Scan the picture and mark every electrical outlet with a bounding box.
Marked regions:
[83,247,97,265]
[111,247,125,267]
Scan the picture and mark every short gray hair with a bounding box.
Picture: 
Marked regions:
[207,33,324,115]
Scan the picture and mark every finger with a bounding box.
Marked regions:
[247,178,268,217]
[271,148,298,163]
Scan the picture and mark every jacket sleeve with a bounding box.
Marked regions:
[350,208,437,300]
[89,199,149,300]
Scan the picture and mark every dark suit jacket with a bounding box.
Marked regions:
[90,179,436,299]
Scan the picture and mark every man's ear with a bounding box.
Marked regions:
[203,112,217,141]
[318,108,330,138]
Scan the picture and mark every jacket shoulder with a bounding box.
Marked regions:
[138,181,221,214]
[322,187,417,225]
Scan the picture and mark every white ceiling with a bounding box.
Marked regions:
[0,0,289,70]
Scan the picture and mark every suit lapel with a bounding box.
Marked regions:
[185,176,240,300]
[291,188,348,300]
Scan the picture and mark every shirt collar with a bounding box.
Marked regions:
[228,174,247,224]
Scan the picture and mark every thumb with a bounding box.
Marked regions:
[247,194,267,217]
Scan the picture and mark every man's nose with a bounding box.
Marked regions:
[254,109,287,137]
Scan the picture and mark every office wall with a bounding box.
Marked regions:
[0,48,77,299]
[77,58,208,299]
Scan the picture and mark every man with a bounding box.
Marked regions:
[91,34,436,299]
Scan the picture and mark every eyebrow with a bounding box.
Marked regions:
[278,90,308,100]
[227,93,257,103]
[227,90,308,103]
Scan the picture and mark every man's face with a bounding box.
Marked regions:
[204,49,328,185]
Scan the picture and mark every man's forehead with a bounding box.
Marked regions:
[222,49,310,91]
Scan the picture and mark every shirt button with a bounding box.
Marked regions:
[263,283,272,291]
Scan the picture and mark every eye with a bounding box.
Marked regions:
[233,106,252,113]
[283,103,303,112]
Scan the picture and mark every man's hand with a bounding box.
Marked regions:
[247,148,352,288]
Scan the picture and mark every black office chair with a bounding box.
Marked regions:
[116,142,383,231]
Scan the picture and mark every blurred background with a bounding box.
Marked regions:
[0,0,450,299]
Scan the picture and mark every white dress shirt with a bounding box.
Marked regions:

##########

**Objective**.
Report every line of the listing above that contains the string "suit", copying each such line in full. Case counts.

**The reply**.
Scan the picture and mark every dark suit jacket with a bounding box.
Scan the picture and mark every suit lapel with a bounding box.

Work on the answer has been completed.